TASK ITEM:
Answer these questions from the article on nearshoring to Mexico:
(a) How many professionals did Capterra survey for its research?
(b) What percentage of SMBs plan to switch all of their suppliers?
(c) In which city is Kapitus based?
==== EXERCISE PASSAGE ====
Survey: Nearshoring to Mexico happening ‘faster than expected’
According to Noi Mahoney, a Texas-based journalist who covers cross-border trade, 88% of small business supply chains seeking suppliers closer to home.
While the rise of nearshoring to Mexico has been steadily increasing over the past decade, the pandemic and several other recent global disruptions have kicked the trend into high gear.
About 88% of U.S.-based small and medium-sized businesses (SMBs) will reshuffle their supply chains to utilize suppliers in the U.S. or Mexico in 2023, according to a recent survey from Gartner-owned consultant Capterra.
“The switch to nearshoring is happening faster than was predicted in 2021,” the survey said. “Most industry professionals predicted this change would happen very slowly, over five or more years. But even the 2022 numbers we see in the data were stronger than those predictions, and 2023 will continue to see a rapid shift to nearby suppliers.”
Capterra, a software consultancy and review site based in Arlington, Virginia, surveyed 300 supply chain SME professionals in the U.S. for the research titled “From Nearshoring to Cooperative Procurement.”
While 88% of SMBs plan to switch at least some of their suppliers to ones either in the U.S. or close by, 45% plan to switch all of them, the survey said.
Survey respondents said shorter supply chains, the United States-Mexico-Canada-Agreement trade pact, lower labor costs in Mexico and the North American transportation infrastructure as reasons for altering their manufacturing sources.
Ben Johnston, chief operating officer at Kapitus, said his firm expects nearshoring of manufacturing to Mexico, which has an established manufacturing base and low tariff trade agreements with the U.S., to become more frequent in the coming years.
New York-based Kapitus is a small business and industrial equipment financing company that provides funding for everything from construction firms to health care providers to small manufacturers in the U.S.
“There is already a significant manufacturing presence in Mexico, including many precision technology manufacturers,” Johnston told FreightWaves.
While automotive vehicle and parts manufacturing, consumer electronics and medical equipment have been a major part of U.S.-Mexico supply chains for decades, Johnston predicts increasingly more production of electrical components related to green technology.
“The Infrastructure [Investment and Jobs] Act of 2021 and the Inflation Reduction Act of 2022 provide large sums to spur investment in infrastructure and green technologies,” Johnston said. “Many of these incentives require manufacturing of subsidized products to occur in the U.S., or with approved trading partners, of which Mexico is included. In addition, new regulations prohibiting the manufacturing in China of certain items deemed critical to national defense will drive additional high-tech manufacturing toward the U.S., Mexico and other U.S. allies.”
The survey also stated that 65% of supply chain professionals are concerned about economic inflation going into 2023, followed by a lack of inventory (43%) and economic recession (42%).
“SMBs are hit harder than larger companies who have more resources available to them to absorb higher procurement and logistics costs and to reduce operating costs, such as labor,” the survey said.
Johnston said concerns about inflation have already begun to affect how SMB’s will source their supply chain this year.
“The trend toward the repatriation of manufacturing to the U.S. will continue in 2023 as long supply chains and geopolitical unrest drive businesses to seek more reliable alternatives,” Johnston said. “Continued cost reduction for U.S. manufacturers is critical as a strong dollar has hurt the competitiveness of U.S. manufacturing on the global stage and is slowing the overall repatriation trend. Inflation also remains an issue for U.S. manufacturers, but we are currently seeing a slowing of both consumer price index and producer price index and expect that trend to continue throughout the year, making inflation less of a long-term concern for manufacturers.”
==== DATA SHOWN ====
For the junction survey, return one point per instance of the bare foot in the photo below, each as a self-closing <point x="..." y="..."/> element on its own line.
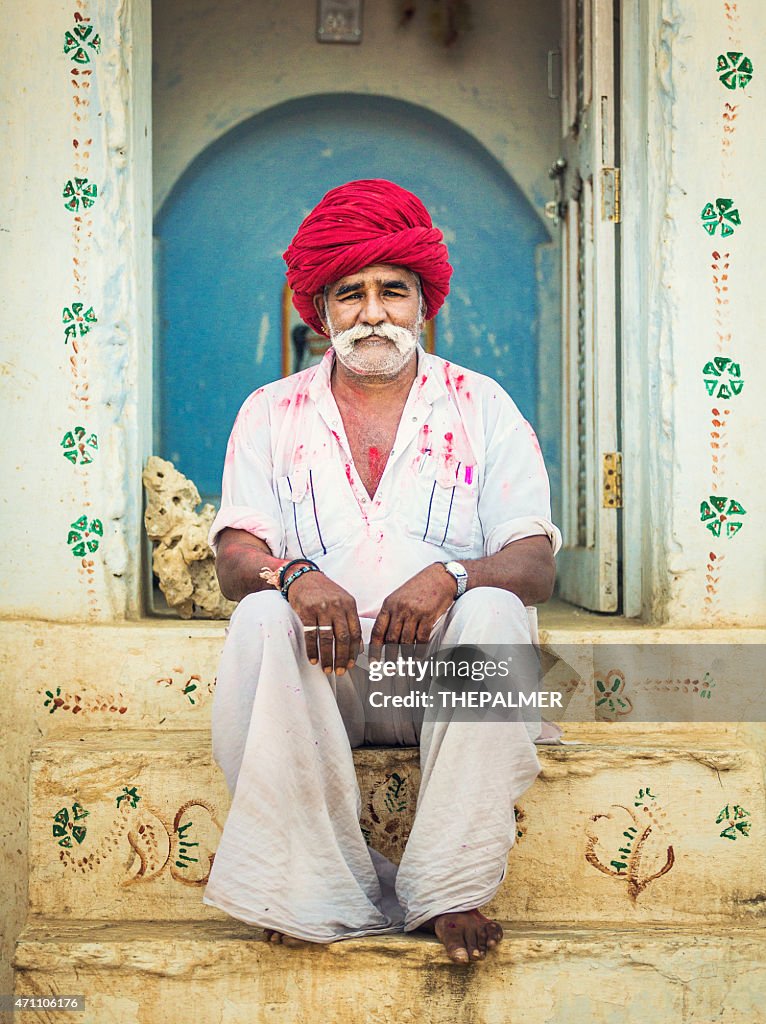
<point x="466" y="935"/>
<point x="279" y="938"/>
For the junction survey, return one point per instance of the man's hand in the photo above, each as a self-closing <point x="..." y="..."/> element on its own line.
<point x="320" y="602"/>
<point x="409" y="614"/>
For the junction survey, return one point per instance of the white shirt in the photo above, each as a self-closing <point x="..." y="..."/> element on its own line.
<point x="465" y="477"/>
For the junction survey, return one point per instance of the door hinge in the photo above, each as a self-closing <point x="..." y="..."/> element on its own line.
<point x="611" y="492"/>
<point x="610" y="194"/>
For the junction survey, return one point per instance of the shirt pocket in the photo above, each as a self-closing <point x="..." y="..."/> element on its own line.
<point x="444" y="508"/>
<point x="311" y="526"/>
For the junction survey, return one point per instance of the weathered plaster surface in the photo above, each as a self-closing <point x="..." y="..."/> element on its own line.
<point x="694" y="157"/>
<point x="44" y="493"/>
<point x="539" y="975"/>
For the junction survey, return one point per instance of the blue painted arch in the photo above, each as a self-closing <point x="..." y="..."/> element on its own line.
<point x="219" y="271"/>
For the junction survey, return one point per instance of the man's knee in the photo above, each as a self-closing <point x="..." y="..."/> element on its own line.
<point x="263" y="610"/>
<point x="493" y="614"/>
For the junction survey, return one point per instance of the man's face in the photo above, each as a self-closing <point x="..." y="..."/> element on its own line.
<point x="374" y="318"/>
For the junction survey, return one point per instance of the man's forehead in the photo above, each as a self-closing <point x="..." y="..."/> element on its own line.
<point x="378" y="273"/>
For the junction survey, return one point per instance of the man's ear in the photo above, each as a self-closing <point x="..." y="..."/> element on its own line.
<point x="318" y="304"/>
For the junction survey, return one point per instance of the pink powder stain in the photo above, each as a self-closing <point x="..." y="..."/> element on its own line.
<point x="535" y="440"/>
<point x="375" y="463"/>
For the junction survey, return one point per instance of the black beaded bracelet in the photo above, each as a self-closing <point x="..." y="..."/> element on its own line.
<point x="288" y="565"/>
<point x="291" y="579"/>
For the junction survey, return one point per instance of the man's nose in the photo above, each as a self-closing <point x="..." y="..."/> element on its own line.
<point x="373" y="310"/>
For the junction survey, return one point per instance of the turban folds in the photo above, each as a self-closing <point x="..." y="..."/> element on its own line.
<point x="358" y="224"/>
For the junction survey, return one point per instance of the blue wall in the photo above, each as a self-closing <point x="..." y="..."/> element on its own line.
<point x="232" y="213"/>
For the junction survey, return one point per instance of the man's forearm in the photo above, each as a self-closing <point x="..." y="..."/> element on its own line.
<point x="240" y="559"/>
<point x="525" y="567"/>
====
RESPONSE:
(a) 300 supply chain SME professionals in the U.S.
(b) 45%
(c) New York